(Exercise instructions):
Reproduce word for word the stretch of the records below from their start through the line containing "982,168,1024,473".

(Entries supplied):
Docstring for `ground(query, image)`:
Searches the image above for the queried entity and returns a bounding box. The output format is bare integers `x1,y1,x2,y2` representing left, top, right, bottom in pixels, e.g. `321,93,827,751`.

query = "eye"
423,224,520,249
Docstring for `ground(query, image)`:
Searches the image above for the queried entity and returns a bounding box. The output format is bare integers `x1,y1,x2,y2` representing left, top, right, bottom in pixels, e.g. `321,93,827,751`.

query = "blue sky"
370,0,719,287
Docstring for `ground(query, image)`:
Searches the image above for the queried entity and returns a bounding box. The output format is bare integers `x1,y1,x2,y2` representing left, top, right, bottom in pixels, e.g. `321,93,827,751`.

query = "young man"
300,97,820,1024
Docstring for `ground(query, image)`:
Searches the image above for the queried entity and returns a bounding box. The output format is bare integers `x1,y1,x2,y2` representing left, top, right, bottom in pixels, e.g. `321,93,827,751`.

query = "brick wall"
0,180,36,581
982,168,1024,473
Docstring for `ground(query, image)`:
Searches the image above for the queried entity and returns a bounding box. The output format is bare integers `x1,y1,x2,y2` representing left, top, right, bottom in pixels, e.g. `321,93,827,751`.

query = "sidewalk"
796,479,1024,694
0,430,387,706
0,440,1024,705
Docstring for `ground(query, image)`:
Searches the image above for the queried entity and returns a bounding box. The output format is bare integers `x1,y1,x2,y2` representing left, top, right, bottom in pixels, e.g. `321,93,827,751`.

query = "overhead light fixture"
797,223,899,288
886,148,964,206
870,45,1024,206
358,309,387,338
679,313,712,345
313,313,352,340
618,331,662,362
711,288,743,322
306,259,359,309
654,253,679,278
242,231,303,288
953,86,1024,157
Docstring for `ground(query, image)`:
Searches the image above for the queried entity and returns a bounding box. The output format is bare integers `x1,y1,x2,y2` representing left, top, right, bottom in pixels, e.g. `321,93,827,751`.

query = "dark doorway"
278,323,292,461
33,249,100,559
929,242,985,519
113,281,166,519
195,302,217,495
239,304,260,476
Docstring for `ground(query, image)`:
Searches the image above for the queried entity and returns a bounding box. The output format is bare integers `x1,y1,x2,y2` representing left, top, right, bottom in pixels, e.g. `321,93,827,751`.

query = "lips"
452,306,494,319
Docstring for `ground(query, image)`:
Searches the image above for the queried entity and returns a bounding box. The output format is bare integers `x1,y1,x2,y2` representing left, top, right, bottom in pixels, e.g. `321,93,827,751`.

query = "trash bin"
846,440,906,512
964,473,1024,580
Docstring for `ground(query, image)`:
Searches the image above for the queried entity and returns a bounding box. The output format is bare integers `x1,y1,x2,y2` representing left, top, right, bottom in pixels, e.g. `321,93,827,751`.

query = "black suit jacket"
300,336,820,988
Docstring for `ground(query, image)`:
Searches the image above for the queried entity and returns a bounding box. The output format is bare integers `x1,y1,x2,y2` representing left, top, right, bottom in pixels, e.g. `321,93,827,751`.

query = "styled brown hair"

(The completed task):
Docstring for `ground(query, image)`:
Searches the image above for the queried entity and returns a bounding box. The output format is bare integers `x1,y1,x2,y2` representing left, top, right, bottom in pixels, e.g. `321,93,827,751`.

query = "eye"
423,224,520,249
Docstring for `ground(query, image)`:
Searches the image above for the queried entity and returns a bounding box. The output format is bare integers `x1,y1,x2,y2` representing left, top, right, bottom in pixels, e.g. `321,93,827,751`.

query = "blue sky"
370,0,719,287
Docstring for `ground(query, image)`:
Searches the image above for the queried entity and returns a bounding box. The output format is bare integers `x1,y1,x2,y2` representing left, top, right, bottom in pixels, e.g. `321,93,827,751`.

query = "young man"
300,97,820,1024
Docstring for `ground(query, image)`:
Searches the image above for the queried entity and returns a bounding box. The output format is bare integers `x1,y1,x2,y2` representing left, top, right, bottom in pixels, e.g. `321,93,827,751`.

query = "brick wall"
0,180,36,581
982,168,1024,473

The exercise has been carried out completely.